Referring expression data
———

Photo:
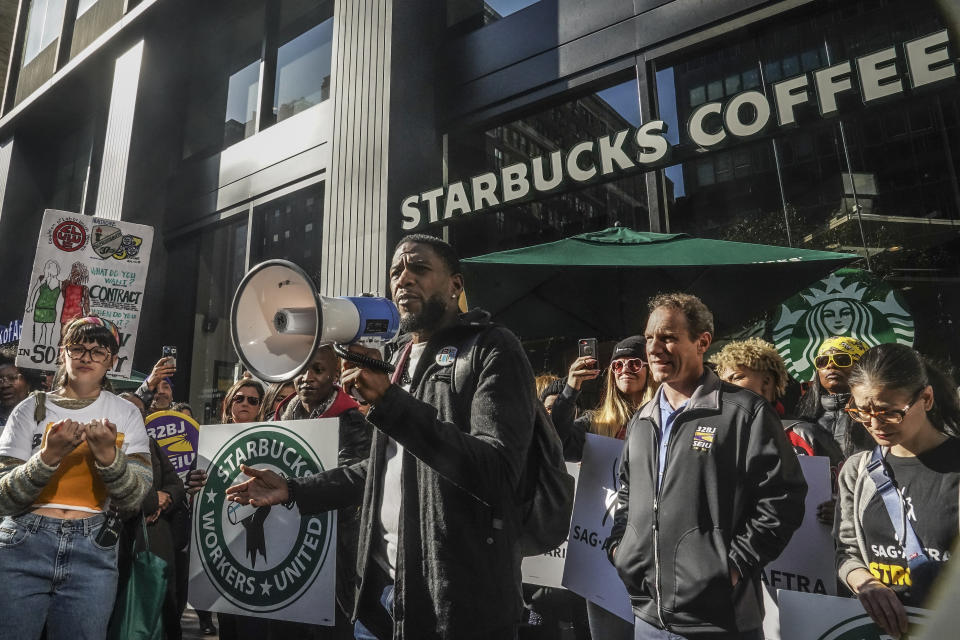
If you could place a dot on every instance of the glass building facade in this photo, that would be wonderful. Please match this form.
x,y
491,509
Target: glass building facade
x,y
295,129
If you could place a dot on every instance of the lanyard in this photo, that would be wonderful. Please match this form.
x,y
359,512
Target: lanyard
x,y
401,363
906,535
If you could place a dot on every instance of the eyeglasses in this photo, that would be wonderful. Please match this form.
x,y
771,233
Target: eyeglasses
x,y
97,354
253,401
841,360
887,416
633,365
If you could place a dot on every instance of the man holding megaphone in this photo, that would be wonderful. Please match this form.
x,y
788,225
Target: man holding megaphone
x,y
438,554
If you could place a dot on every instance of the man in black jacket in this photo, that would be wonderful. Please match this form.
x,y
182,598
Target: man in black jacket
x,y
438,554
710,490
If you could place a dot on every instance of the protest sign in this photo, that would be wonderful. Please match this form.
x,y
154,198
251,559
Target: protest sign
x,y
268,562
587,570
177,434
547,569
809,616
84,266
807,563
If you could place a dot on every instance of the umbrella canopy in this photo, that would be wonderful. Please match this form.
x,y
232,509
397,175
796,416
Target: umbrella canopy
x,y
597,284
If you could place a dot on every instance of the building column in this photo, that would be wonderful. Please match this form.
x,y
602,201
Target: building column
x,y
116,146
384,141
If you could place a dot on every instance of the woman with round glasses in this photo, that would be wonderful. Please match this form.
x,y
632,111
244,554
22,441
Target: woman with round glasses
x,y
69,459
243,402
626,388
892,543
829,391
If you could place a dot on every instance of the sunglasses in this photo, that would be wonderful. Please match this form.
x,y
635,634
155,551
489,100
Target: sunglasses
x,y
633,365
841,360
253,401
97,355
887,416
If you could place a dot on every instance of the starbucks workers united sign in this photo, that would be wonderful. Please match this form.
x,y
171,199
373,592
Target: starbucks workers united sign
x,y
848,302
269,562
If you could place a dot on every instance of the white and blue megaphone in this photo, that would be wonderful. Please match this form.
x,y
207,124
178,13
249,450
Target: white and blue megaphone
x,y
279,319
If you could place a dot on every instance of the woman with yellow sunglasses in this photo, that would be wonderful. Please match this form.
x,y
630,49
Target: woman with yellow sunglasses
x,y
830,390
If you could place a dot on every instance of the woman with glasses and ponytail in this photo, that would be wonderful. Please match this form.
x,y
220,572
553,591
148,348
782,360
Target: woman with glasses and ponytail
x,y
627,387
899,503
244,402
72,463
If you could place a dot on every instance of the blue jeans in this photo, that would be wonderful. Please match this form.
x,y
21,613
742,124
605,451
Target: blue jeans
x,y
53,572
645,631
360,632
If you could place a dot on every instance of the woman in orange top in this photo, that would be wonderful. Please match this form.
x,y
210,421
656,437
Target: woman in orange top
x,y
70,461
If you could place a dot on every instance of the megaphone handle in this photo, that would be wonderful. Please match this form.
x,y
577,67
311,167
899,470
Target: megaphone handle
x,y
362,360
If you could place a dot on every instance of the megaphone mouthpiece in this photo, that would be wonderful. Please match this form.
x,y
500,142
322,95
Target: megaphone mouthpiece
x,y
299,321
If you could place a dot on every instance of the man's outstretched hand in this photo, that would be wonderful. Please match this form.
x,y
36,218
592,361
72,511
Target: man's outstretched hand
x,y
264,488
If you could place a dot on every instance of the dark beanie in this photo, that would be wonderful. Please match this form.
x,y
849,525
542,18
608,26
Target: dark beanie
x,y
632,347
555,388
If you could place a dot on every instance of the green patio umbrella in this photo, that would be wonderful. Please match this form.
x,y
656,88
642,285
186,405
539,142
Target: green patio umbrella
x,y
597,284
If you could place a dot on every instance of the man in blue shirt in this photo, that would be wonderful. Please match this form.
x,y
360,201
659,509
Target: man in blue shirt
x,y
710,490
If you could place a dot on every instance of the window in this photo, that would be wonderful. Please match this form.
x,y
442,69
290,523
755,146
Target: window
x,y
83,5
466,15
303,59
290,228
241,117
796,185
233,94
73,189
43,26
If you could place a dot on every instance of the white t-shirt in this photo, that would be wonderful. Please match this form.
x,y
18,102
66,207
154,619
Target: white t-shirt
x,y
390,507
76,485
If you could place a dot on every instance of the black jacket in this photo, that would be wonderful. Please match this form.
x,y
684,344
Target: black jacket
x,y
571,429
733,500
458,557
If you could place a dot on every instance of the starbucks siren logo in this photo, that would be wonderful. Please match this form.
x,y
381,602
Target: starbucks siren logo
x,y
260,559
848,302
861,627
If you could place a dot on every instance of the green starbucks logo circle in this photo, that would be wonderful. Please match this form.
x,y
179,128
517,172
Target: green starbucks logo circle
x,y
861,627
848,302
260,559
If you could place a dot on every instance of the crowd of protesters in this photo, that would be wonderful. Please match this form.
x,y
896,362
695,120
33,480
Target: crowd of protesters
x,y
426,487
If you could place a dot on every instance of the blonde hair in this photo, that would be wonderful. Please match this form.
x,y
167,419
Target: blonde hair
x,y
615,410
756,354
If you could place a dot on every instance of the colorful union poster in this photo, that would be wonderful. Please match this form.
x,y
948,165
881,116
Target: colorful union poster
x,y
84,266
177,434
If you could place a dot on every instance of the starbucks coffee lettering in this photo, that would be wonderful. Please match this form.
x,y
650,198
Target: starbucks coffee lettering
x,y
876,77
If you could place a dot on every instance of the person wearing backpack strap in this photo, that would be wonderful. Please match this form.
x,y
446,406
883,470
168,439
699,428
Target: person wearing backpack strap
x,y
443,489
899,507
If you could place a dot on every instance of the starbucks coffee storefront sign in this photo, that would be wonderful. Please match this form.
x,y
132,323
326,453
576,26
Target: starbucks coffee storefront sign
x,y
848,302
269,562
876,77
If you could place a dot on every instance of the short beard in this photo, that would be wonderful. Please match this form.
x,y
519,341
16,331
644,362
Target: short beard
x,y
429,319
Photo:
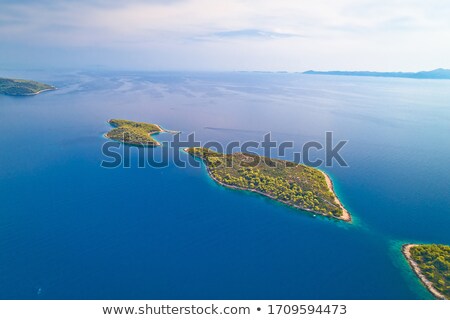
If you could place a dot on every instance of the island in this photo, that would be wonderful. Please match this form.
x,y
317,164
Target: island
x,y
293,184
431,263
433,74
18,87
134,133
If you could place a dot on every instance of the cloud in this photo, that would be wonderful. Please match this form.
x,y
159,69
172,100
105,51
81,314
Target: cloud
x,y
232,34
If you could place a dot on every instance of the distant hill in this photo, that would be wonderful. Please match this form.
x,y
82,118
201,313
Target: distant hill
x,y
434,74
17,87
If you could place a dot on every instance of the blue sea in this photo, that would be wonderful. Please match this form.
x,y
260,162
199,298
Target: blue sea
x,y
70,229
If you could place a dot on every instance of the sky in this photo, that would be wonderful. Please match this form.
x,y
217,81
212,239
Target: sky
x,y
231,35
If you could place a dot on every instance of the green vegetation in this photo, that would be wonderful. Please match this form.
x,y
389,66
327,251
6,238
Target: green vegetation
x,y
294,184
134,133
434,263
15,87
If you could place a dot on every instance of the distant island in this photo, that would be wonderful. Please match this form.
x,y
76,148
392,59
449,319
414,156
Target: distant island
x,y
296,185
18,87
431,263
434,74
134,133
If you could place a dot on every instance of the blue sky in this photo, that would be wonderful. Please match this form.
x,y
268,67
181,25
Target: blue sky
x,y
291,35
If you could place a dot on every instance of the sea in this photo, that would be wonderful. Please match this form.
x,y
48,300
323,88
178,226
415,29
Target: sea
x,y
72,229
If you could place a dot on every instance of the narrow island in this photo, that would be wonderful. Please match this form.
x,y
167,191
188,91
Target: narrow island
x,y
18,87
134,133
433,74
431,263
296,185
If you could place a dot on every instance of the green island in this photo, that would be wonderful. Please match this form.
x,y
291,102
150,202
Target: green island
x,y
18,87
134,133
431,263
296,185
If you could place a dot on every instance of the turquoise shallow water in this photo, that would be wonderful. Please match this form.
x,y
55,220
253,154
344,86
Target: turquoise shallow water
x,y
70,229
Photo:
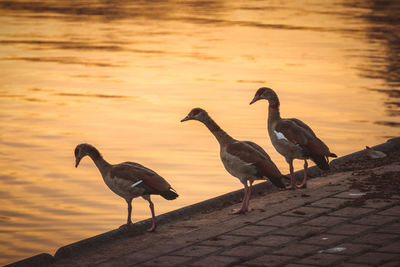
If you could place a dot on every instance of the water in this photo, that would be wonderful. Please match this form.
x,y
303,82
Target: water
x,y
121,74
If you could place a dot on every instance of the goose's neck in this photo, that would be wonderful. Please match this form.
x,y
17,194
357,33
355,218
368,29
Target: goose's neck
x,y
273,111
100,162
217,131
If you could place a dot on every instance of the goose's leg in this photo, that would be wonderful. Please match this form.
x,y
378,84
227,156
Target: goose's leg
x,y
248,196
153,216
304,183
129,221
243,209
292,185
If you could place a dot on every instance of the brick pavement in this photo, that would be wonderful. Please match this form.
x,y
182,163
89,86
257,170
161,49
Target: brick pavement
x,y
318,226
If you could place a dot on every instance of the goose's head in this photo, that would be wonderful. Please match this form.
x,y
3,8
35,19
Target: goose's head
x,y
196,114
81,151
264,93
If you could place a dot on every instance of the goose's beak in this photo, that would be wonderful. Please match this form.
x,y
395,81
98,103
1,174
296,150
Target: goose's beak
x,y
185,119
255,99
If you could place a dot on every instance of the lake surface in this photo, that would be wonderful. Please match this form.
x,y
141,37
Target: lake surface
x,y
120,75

———

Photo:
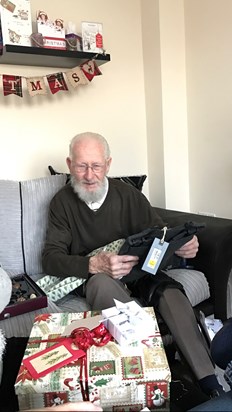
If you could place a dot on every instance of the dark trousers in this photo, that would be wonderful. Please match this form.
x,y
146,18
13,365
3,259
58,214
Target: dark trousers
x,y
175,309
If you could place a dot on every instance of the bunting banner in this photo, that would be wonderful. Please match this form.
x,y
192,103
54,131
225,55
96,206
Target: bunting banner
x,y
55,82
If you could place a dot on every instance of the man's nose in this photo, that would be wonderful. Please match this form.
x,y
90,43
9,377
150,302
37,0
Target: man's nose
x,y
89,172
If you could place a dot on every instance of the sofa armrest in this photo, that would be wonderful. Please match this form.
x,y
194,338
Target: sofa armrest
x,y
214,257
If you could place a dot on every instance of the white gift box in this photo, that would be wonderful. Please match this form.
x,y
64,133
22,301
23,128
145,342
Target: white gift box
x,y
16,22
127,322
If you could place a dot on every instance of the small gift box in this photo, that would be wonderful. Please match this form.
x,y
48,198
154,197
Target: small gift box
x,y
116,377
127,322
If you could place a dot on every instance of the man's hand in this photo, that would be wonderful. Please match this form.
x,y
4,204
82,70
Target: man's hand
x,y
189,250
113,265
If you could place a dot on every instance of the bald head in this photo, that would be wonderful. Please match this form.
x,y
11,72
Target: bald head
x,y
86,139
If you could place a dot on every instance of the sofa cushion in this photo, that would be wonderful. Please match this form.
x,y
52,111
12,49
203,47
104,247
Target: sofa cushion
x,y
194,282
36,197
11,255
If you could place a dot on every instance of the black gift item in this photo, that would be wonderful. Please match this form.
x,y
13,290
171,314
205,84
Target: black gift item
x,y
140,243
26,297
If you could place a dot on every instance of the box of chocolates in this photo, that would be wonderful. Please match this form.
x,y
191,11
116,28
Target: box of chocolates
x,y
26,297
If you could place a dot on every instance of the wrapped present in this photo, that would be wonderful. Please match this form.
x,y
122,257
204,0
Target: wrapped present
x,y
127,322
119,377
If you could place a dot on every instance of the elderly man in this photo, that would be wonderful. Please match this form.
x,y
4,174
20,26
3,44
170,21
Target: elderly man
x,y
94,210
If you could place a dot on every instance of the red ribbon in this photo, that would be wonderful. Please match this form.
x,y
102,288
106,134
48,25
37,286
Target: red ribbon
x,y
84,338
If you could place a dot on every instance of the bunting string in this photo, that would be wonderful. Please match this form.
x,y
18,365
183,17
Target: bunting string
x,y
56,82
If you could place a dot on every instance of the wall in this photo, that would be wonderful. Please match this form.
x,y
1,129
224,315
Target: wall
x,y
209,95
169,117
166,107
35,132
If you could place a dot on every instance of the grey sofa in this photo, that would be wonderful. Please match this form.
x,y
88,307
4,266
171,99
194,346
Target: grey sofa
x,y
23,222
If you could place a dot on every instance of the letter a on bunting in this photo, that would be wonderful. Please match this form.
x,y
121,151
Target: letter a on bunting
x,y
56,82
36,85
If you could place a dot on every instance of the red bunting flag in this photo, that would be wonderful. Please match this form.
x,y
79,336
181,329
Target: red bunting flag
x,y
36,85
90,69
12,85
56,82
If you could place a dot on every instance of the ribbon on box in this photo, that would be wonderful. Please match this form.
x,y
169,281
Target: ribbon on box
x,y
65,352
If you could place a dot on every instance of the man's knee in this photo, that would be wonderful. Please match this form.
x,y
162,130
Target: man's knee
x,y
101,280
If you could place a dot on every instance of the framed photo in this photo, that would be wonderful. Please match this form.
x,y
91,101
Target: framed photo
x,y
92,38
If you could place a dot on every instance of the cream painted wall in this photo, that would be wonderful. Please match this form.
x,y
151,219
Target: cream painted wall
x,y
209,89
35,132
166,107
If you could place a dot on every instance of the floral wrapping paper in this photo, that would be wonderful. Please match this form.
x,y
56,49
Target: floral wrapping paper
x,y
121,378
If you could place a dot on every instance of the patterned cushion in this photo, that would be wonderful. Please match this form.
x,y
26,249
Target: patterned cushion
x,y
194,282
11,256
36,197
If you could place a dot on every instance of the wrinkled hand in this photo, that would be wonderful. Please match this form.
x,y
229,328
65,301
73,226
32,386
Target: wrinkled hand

———

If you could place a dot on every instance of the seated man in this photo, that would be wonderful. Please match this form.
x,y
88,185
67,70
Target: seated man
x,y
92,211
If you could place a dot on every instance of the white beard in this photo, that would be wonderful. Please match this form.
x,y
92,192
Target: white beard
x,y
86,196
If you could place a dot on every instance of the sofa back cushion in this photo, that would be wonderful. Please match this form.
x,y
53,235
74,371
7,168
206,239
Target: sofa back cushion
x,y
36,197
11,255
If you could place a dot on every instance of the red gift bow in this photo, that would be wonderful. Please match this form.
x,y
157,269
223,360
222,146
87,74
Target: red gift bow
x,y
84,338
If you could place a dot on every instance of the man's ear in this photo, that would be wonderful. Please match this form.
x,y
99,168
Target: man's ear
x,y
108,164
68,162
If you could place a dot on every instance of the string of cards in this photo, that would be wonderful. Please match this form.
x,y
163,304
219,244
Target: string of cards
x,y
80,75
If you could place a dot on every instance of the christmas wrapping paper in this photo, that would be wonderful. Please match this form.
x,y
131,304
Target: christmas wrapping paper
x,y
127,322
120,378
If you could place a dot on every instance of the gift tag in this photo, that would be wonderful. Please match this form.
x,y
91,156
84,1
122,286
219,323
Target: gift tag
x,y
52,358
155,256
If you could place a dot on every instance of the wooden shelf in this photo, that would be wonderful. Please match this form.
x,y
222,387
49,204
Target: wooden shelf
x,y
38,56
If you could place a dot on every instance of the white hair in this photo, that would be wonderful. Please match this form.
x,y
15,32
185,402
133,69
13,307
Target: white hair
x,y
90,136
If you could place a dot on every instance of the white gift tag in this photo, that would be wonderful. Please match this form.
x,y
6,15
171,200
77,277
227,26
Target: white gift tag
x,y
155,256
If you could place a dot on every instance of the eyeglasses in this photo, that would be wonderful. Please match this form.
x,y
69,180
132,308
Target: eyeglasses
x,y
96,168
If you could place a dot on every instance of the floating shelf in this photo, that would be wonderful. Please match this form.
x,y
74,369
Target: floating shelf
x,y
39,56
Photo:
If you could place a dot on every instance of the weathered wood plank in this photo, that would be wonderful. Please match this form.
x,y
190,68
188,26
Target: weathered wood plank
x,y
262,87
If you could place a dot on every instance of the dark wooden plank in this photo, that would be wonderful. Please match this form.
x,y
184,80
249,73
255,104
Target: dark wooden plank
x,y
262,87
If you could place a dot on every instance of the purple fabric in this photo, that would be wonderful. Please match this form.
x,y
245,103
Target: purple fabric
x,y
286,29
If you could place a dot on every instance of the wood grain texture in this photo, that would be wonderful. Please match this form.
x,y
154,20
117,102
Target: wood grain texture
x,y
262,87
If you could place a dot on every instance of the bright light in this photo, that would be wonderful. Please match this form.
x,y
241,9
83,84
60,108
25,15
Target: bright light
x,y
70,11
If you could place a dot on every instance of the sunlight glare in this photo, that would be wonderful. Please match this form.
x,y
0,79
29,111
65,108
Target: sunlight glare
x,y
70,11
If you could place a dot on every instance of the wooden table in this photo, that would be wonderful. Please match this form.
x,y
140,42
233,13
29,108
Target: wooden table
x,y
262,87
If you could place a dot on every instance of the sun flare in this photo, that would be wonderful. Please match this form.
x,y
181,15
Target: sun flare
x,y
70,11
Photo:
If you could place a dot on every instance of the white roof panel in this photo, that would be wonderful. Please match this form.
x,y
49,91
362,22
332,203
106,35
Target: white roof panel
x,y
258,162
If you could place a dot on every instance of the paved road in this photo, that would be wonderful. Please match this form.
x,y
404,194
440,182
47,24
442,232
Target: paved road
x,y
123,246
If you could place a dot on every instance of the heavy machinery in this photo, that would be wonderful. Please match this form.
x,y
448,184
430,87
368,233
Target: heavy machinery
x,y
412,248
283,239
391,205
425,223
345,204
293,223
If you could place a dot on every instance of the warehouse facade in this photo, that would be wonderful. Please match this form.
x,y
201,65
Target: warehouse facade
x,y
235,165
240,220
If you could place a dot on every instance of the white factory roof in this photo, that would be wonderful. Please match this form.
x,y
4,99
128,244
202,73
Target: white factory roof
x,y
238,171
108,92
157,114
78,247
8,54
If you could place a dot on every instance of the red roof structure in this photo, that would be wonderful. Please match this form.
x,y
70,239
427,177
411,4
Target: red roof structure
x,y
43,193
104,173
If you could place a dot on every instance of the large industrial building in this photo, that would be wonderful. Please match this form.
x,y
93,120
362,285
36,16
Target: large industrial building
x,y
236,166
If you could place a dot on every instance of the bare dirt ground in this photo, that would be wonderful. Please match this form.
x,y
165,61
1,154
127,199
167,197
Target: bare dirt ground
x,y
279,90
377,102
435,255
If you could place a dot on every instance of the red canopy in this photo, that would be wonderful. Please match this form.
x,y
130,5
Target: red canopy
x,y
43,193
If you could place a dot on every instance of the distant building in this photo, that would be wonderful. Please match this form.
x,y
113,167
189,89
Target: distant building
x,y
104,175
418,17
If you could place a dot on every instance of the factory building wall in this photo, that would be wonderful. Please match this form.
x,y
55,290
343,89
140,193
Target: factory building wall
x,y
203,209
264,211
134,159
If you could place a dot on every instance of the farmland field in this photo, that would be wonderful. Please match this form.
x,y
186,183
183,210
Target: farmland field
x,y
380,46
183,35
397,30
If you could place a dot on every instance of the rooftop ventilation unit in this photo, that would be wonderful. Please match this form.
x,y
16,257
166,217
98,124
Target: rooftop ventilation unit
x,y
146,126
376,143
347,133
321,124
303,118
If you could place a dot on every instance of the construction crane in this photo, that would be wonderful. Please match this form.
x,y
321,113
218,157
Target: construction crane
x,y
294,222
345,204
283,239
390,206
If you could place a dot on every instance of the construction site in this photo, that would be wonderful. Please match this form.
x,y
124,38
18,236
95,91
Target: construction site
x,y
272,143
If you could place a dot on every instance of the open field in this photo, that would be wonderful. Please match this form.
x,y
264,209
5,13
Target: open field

———

*TASK OBJECTIVE*:
Check the entries above for the word "open" and copy every line where it turns up.

*SOLUTION FOR THIS TASK*:
If you could place a dot on every instance of the open field in this photo, that would be wonderful. Please match this form.
Target: open field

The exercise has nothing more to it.